• [STATED GOAL]: Starting at the line that contains "# test: pointer marks one dot per instance of the ginger" and continuing through the end of the data, reproduce every line in that span, shifting each coordinate up by 32.

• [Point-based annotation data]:

"""

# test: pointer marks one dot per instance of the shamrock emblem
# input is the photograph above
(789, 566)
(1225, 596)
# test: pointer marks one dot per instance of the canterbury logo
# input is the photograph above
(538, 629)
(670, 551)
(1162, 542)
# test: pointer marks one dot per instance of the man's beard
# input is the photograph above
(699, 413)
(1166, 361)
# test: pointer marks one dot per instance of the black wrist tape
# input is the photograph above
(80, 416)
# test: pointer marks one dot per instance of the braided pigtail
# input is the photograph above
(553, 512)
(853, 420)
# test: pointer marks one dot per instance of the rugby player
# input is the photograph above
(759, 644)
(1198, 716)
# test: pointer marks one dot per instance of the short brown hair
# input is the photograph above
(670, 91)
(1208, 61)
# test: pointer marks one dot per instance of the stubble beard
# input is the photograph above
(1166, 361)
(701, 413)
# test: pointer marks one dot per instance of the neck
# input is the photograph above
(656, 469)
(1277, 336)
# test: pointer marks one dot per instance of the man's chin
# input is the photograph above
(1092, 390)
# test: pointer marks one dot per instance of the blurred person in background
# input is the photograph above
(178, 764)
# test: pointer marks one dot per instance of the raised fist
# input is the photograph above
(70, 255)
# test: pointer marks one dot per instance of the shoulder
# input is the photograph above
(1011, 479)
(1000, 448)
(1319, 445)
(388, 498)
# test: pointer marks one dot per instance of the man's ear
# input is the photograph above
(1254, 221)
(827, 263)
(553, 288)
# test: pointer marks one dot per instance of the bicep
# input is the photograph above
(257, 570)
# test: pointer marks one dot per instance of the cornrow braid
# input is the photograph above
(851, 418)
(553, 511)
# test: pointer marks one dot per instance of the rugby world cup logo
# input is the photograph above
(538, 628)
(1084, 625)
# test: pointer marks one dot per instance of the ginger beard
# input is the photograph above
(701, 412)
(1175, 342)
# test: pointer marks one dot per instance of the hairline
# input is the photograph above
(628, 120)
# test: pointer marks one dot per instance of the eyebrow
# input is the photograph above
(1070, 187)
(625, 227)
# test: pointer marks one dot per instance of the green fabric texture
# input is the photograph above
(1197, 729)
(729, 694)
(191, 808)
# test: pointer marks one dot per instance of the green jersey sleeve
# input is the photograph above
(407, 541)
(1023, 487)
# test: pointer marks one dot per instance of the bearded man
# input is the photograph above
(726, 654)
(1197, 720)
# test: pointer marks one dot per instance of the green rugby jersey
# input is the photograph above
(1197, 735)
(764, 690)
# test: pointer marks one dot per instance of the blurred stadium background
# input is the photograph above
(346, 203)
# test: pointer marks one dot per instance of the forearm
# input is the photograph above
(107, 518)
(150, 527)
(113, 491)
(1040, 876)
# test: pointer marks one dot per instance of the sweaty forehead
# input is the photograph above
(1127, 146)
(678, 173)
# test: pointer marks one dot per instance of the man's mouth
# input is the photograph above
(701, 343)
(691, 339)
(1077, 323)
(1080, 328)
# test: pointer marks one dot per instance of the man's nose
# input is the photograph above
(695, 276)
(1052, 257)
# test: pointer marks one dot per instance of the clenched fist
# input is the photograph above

"""

• [CORRECT RESULT]:
# test: pointer marks one dot per instance of the ginger beard
# input is the photograph above
(733, 444)
(1207, 374)
# test: pointer marks one dot per instance of the hairline
# input is the photograph above
(660, 152)
# test: pointer marks one dot per instance of the eyebrow
# input is the photograph above
(1102, 219)
(657, 259)
# test: pointer marks one dot per instance of the green fabric texture
# input is the photograph above
(1229, 761)
(761, 726)
(223, 840)
# test: pointer marks one dot per instance of the green jersey sleeve
# input is the photograph above
(439, 573)
(1055, 519)
# test: pointer marks one dot per instance of the bearded man
# input is the photograph above
(758, 686)
(1229, 752)
# test: pointer marks one dot per instance of the green rugby jersey
# input is the photograph above
(1229, 767)
(796, 722)
# test: pointer marks one dot per instance of the blurred stadium background
# input is the photograph above
(378, 235)
# test: pointer marks one dot per instance of the forearm
# input is the photograph above
(139, 550)
(182, 559)
(145, 523)
(1072, 908)
# test: pointer marks one dot per instance of the sweaty forehead
# input is the photograph above
(1159, 178)
(710, 205)
# test: pointer marks one dot per instance of the man's mouth
# input is the photograph above
(733, 375)
(723, 371)
(1109, 355)
(1112, 360)
# test: pointer marks one dot per instance of the man's nose
# input is the photograph above
(727, 308)
(1084, 289)
# test: pointer marks one dot per instance of the clenched fist
# input is the photograph above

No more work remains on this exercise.